What is asked:
Extract each line in the listing below that contains the word "spoon".
— START OF Source data —
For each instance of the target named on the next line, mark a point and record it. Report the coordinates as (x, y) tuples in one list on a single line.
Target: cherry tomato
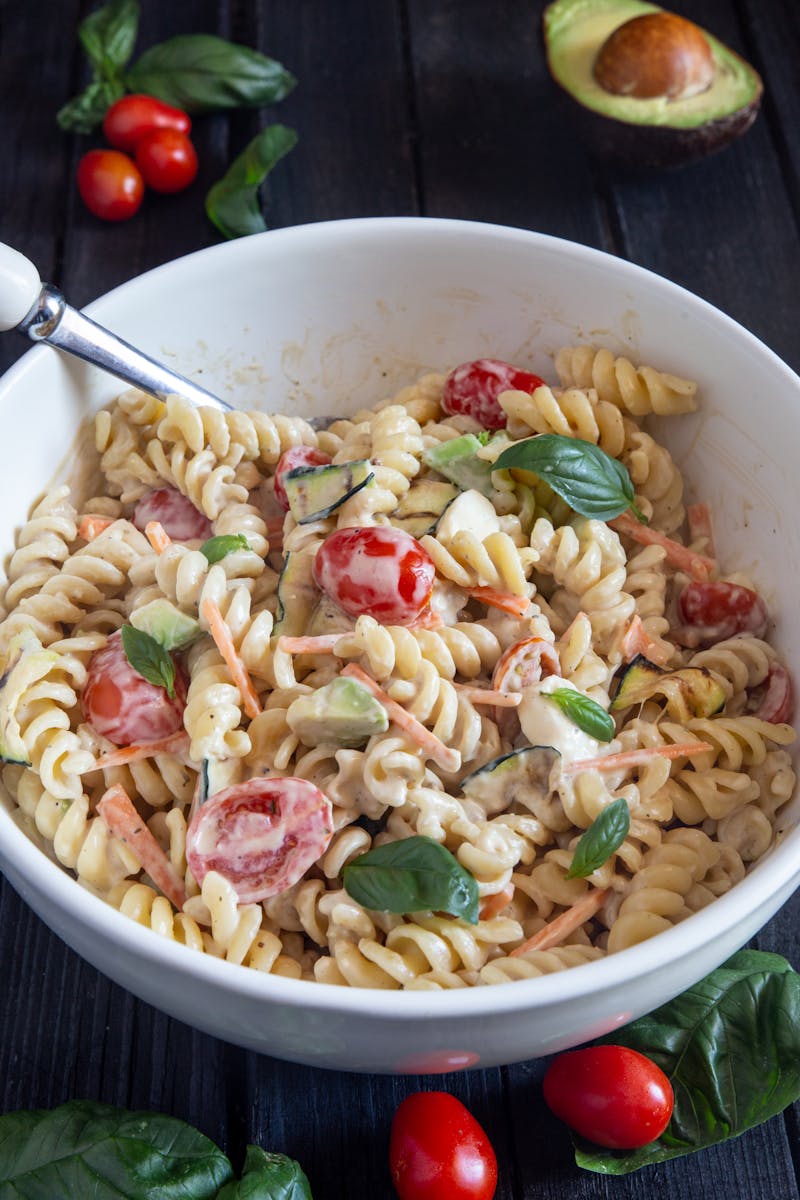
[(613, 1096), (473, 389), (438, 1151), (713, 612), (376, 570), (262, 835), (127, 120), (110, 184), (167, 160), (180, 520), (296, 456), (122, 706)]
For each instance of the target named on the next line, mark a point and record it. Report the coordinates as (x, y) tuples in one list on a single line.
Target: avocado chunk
— END OF Source data —
— START OF Source data —
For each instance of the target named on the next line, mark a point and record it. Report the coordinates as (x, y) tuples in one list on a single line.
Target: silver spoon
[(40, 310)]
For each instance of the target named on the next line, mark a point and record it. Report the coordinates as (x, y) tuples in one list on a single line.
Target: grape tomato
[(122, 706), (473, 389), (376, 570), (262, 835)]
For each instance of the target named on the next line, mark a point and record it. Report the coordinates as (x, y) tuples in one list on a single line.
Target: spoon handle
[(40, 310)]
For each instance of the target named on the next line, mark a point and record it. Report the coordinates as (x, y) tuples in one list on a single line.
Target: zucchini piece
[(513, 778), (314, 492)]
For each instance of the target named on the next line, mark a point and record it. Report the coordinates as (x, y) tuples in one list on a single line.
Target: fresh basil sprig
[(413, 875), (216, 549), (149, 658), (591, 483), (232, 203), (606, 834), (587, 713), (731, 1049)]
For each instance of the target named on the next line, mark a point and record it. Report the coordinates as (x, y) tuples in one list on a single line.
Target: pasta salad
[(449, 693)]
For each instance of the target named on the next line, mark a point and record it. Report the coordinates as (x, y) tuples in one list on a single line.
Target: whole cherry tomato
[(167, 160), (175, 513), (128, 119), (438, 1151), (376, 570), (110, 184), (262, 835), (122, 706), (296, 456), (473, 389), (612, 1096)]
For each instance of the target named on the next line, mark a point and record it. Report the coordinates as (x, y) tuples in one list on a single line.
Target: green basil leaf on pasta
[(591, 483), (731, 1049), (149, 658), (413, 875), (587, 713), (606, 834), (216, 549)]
— END OF Source data —
Solution for this exercise:
Target: silver spoon
Target: spoon handle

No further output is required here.